* The problem: Repeat, line for line, the entries printed below.

* Task inputs:
Content starts
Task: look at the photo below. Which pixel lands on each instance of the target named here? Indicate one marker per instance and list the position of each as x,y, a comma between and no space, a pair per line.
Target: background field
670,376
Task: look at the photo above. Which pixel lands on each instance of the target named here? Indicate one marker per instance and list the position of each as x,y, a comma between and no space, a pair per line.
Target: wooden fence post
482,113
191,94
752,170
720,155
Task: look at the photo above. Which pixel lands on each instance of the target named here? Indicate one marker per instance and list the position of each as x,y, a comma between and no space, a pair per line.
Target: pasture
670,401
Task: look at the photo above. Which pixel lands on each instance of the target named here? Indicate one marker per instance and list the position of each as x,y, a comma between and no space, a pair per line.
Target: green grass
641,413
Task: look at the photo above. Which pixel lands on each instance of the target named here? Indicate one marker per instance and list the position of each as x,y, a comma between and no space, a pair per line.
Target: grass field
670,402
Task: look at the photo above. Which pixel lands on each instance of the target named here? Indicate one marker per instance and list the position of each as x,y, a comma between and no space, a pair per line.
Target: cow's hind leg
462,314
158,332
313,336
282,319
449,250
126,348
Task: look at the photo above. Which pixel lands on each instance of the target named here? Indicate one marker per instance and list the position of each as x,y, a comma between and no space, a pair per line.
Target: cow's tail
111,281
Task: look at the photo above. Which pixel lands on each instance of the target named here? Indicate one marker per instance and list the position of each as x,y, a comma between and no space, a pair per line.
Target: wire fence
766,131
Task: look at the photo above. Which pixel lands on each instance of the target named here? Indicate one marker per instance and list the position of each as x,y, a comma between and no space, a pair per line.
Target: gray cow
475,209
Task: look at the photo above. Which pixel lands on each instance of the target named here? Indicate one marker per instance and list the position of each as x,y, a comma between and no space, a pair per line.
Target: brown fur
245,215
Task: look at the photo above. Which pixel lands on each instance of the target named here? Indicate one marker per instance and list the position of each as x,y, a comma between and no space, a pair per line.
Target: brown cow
Content ends
* Answer to the exercise:
Task: look at the photo below. Which pixel lands on each instance of the target named here? Indicate one marker per instance and list the position of each as x,y, a comma between and no space, a pair per line.
Target: background field
670,376
Task: look at the photo above. Which pixel lands on each instance of the target named here? Indicate one marker per instance and list the position of each as x,y, a comma between and no space, a pair per line.
Target: wooden fence post
482,113
191,94
752,170
720,155
Task: look at the photo above. Which pixel lands on each instance of the target named here? Indicate one marker per instance and list the position of each as x,y, a comma between and no space, a pair per line.
Target: pasture
670,401
Task: look at the photo above. Which pixel lands on each instance of the target named here? Indicate one marker per instance and list the position of each as x,y, a comma between and no space, a pair per line.
Target: green grass
641,413
Task: look at the photo above. Which pixel lands on each instance of the target named here? Indicate one marker per instance and list the position of each as x,y, a comma between and no space, a pair per line.
Target: grass field
670,402
Task: look at the photo above. Which pixel lands on each instance of the target named here? Indicate one marker per instance and list the position of each as x,y, a comma between and no space, a pair per line.
Target: cow's hind leg
462,314
158,332
313,336
282,319
449,250
126,348
Task: look at the photo above. Which pixel lands on each instance of the target named here? Indicate one marker per instance and list the position of each as x,y, a comma between and no space, a pair per line.
Target: cow's tail
111,281
Task: look at the photo above. Which pixel lands on each instance of the target named here? Indicate one marker per instance and list the position of each as x,y, a comma between and no space, a pair per line.
Target: wire fence
766,131
Task: look at the photo above. Which pixel lands on each instance of the target named here? Indicate one marker per instance and list the position of each as x,y, a comma between and no space, a pair per line.
Target: gray cow
475,209
Task: look at the photo above. Which pixel lands on each instance of the target named here? Indicate one marker per instance and list the position of each as x,y, a comma between and no space, a pair per line.
Target: brown fur
245,215
Task: look at the photo above. Which pixel lands on each instance of the target named here? Indicate one marker per instance and list the position of each as x,y, a comma between and no space, a pair per line.
Target: brown cow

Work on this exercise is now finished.